GIVEN REQUEST A -
According to the detective drama's infobox, how many episodes does the show have?

EXCERPTED PASSAGE -
* * * *
- Genre: Detective drama
- Starring: Yujiro Ishihara Tetsuya Watari Shigeru Tsuyuguchi Raita Ryū Kenichi Hagiwara Yūsaku Matsuda Hiroshi Katsuno Masaya Oki Masaki Kanda Shinji Yamashita Toru Watanabe Kunihiko Mitamura Masanori Sera Takeo Chii Tappei Shimokawa Yoshizumi Ishihara Akira Onodera Keiko Takahashi Jun Miyauchi Ryo Kinomoto
- Composer: Katsuo Ōno
- Country of origin: Japan
- Original language: Japanese
- No. of episodes: 718

Production
- Producer: Hirokichi Okada
- Running time: 45 minutes
- Production company: Toho Co., Ltd.

Original release
- Network: NNS (NTV)
* * * *
RECORDS PROVIDED -

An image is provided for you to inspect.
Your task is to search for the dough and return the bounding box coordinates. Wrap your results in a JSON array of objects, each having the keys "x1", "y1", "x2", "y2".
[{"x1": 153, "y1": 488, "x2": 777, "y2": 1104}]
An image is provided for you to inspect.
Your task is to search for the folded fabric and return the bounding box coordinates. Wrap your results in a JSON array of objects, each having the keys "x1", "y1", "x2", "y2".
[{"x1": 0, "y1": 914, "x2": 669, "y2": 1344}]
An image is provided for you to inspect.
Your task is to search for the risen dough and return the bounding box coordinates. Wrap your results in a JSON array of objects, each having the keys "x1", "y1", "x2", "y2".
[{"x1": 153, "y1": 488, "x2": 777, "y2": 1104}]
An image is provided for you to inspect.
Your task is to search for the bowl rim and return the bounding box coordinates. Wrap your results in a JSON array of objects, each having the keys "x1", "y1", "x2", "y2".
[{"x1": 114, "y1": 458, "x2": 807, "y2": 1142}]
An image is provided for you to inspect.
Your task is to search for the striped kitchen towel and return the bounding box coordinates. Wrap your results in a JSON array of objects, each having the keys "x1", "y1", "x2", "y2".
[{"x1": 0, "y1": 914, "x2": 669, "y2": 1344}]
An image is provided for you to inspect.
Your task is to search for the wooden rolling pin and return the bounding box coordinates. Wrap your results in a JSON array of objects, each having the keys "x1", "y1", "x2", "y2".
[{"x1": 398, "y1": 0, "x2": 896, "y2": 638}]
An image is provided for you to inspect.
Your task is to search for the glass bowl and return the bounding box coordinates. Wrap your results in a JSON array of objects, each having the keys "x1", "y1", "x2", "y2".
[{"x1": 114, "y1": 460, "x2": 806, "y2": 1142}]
* * * *
GIVEN REQUEST B -
Tally the lines of the rows above that contain the string "bowl", with case counting, and reply with only the number.

PROBLEM SOLUTION A -
718

PROBLEM SOLUTION B -
2